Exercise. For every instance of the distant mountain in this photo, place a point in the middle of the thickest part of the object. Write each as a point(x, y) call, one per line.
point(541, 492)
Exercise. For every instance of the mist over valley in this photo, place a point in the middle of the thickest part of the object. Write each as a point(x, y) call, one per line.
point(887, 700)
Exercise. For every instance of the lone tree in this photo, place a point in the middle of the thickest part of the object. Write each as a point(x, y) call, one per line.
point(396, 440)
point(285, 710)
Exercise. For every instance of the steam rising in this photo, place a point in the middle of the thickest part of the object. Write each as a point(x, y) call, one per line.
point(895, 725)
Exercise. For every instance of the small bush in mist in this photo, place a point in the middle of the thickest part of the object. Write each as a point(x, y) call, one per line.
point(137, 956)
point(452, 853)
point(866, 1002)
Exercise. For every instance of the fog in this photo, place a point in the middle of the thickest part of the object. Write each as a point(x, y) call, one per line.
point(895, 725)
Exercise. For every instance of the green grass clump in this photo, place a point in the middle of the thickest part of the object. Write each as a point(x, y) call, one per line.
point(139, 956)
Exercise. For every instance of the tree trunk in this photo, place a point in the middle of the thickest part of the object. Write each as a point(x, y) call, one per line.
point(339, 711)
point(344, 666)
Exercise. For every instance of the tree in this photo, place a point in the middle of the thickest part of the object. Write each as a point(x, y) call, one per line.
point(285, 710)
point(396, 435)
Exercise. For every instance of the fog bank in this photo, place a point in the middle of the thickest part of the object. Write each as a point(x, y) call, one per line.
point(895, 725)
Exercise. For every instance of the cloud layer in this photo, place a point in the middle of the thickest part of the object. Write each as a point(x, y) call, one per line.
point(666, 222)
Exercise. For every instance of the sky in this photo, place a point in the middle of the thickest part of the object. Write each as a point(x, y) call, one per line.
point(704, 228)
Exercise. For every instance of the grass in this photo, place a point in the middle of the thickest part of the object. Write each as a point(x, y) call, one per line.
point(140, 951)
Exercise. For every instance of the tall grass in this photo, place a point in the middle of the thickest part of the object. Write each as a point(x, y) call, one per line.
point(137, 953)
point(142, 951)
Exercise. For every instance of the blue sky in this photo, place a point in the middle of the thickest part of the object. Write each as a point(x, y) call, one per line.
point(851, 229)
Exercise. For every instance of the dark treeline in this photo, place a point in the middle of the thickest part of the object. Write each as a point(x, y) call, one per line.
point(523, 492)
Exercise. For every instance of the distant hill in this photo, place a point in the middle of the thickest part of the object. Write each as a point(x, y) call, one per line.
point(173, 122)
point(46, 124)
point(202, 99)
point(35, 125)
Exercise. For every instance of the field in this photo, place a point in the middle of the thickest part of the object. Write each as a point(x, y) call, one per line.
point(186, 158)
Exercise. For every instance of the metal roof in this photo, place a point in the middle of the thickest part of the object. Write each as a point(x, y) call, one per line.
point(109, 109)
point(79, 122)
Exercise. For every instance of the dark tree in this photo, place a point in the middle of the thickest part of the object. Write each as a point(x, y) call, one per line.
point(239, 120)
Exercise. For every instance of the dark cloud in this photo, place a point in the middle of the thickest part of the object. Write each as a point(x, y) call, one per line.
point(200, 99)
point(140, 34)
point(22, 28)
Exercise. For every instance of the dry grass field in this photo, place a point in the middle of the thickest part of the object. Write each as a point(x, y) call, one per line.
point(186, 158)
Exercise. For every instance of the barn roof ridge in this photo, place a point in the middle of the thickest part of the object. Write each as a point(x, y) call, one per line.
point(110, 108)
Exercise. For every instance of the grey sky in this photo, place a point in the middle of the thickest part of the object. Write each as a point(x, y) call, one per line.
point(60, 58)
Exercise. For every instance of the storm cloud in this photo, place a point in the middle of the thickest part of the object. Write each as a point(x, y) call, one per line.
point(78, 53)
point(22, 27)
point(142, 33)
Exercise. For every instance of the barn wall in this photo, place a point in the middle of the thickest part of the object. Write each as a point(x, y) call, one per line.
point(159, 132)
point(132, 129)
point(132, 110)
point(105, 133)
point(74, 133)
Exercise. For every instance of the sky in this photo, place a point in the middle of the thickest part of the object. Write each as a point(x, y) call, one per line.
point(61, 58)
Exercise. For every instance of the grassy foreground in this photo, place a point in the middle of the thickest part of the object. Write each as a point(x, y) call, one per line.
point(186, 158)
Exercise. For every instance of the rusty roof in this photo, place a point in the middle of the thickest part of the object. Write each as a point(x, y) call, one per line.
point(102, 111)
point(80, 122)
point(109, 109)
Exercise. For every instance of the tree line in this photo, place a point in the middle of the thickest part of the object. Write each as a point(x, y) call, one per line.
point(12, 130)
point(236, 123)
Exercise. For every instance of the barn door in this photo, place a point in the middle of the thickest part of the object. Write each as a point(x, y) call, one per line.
◆ ◆ ◆
> **AIM**
Retype all of the entries precisely as they are.

> **EXERCISE SOLUTION**
Exercise. For every instance of the distant mountain in this photo, place a point in the middle of the thickest part of the object. Write each as a point(x, y) call, one per line.
point(541, 492)
Exercise. For every instance of the mist over valley in this photo, place a point in the middle of the thickest part of the object. Write each as a point(x, y) call, one per line.
point(887, 700)
Exercise. For every instance of the lone tree in this photo, place a point in the middle of the thickest part of the object. Write each as a point(x, y) call, one per line.
point(396, 440)
point(285, 710)
Exercise. For every instance of the steam rising in this photo, place a point in the middle of the thickest part of the object. Write each as a point(x, y) call, one per line.
point(895, 725)
Exercise. For every instance of the small bush in mist in this photo, place a point in the middle of the thickest part of the object. Write each as a point(x, y) call, one per line.
point(137, 956)
point(452, 853)
point(866, 1002)
Exercise. For every instance of the fog in this photo, place a point in the middle of the thickest part of the object. Write each as a point(x, y) call, one per line.
point(895, 725)
Exercise. For every instance of the green grass clump in this photo, place a point in the middle of the thickest part of the object. Write each as a point(x, y) call, one per line.
point(139, 956)
Exercise. For every instance of the tree trunk in this photo, place a point in the middle of the thickest part of the object. Write each as a point(x, y) call, one per line.
point(339, 711)
point(344, 666)
Exercise. For every instance of the tree in this photo, place a point in the middle of the thickest part of the object. Write each as a point(x, y) call, one per line.
point(285, 710)
point(396, 435)
Exercise. For every instance of the fog bank in this photo, place a point in the middle of the thickest part of the object. Write each as a point(x, y) call, one per line.
point(895, 725)
Exercise. For every instance of the cloud layer in this photo, place a point in the middle of the thickest part of the object. Write each as a point(x, y) call, one per line.
point(666, 222)
Exercise. For every instance of the sky in this photo, place a point in the middle of the thickest part of the object. Write each as a point(x, y) call, one per line.
point(704, 228)
Exercise. For every instance of the grass in this photo, place a point in the middle of the thickest part of the object. Write each as a point(x, y) call, one per line.
point(140, 951)
Exercise. For every instance of the tall grass in this photo, place a point in the middle of the thickest part of the object. Write each as a point(x, y) call, one per line.
point(137, 953)
point(142, 951)
Exercise. For every instance of the blue sky in this photo, place a point in the middle of the thickest part of the object. Write each as a point(x, y) call, one per line.
point(851, 229)
Exercise. For every instance of the dark treeline in this photo, place a point in the middle of the thickest part of the object. Write each as a point(x, y) call, one per line.
point(523, 492)
Exercise. For every instance of the distant hill in this photo, place a point in the middle of the thickest part of the object. Write each as a point(x, y) call, one per line.
point(173, 122)
point(46, 124)
point(202, 99)
point(35, 125)
Exercise. For every instance of the field in this photo, place a point in the middle of the thickest part of the object. Write each as a point(x, y) call, one per line.
point(186, 158)
Exercise. For every instance of the metal roof in this photo, place a point in the middle of the thickest part of the object. Write each as a point(x, y) call, one per line.
point(109, 109)
point(79, 122)
Exercise. For every instance of the dark tree in this photo, place a point in the middle of the thickest part of the object. Write each as a point(x, y) call, one per line.
point(239, 120)
Exercise. For every instance of the dark cloud in this photo, place a point in the middle of the thickest part of the object. Write each as a point(x, y) call, one per line.
point(200, 99)
point(140, 34)
point(22, 28)
Exercise. For every instance of the dry grass field in this photo, place a point in the middle of the thickest part of the object. Write each as a point(x, y) call, one per line.
point(186, 158)
Exercise. For every instance of the barn roof ridge in this photo, place a point in the middle of the thickest part of the object. Write each as a point(x, y) call, one per line.
point(110, 108)
Exercise. For every instance of the grey sky in this photo, place a point in the middle of the thickest part of the object. Write each as a point(x, y) call, one per line.
point(60, 58)
Exercise. For every instance of the storm cloud in this photo, place a point in the middle of the thickest part of the object. Write each as a point(x, y) call, one per line.
point(78, 53)
point(22, 27)
point(142, 33)
Exercise. For every instance of the barn wall in this photo, place a point in the middle of the thickest part of the object. Write each as a point(x, y) call, one per line.
point(159, 132)
point(132, 129)
point(132, 110)
point(105, 133)
point(74, 133)
Exercise. For every instance of the sky in this photo, place a point in the middle of the thickest part of the object. Write each as a point(x, y) call, one per line.
point(61, 58)
Exercise. For every instance of the grassy foreground in this photo, place a point in the middle of the thickest part of the object. Write each as a point(x, y) call, one per line.
point(186, 158)
Exercise. For every instance of the rusty roof in this photo, place a point in the middle of the thickest part of the object. Write each as a point(x, y) call, one per line.
point(102, 111)
point(80, 122)
point(109, 109)
Exercise. For every instance of the tree line in this photo, place a point in the middle of the thickest part of the object. Write each as a point(x, y) call, one per line.
point(12, 130)
point(236, 123)
Exercise. For every instance of the barn door in this photo, place a point in the middle of the thickest part of the object. Write each as a point(x, y) call, one per line.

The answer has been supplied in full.